Directions for this task:
Gather every line of the records below that contains the word "black", treating uppercase and lowercase letters as distinct.

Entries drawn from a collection

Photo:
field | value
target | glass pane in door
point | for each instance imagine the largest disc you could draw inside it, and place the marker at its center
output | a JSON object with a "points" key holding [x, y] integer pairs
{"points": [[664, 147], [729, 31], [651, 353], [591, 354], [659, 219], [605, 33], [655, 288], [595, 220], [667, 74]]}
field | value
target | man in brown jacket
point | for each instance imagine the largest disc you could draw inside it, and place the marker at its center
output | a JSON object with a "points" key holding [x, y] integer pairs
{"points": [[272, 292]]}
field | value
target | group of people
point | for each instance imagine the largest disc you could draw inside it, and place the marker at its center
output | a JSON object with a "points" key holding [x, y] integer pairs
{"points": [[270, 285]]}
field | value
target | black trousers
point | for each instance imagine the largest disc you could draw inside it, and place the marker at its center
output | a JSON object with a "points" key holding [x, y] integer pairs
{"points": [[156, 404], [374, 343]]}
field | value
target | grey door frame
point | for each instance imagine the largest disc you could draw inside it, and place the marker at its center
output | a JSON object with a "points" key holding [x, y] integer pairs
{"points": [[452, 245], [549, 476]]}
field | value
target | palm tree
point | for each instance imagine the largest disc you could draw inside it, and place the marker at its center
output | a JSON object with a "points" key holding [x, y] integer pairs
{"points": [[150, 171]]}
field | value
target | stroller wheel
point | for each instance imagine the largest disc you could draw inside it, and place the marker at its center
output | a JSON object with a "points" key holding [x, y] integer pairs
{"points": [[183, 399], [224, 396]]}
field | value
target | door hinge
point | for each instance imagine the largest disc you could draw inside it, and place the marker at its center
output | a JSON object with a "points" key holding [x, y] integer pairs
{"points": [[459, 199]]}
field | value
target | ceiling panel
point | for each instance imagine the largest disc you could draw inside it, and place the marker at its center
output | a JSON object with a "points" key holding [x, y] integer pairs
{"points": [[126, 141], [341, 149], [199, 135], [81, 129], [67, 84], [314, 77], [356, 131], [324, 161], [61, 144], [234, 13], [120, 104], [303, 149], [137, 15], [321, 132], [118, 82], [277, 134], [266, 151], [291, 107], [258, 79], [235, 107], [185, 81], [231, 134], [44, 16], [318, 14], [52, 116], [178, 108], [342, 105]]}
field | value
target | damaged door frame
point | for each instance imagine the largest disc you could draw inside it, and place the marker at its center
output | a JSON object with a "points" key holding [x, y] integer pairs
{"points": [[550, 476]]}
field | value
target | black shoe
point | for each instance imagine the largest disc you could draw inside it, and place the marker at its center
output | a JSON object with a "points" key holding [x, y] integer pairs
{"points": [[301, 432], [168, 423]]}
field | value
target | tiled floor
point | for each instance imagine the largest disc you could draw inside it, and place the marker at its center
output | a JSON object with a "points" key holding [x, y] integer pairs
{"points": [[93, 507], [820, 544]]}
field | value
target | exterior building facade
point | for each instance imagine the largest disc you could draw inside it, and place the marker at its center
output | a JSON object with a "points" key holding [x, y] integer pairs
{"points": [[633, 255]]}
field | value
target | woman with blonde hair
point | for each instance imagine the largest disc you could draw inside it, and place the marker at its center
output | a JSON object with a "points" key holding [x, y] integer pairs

Result:
target | black trousers
target | black shoe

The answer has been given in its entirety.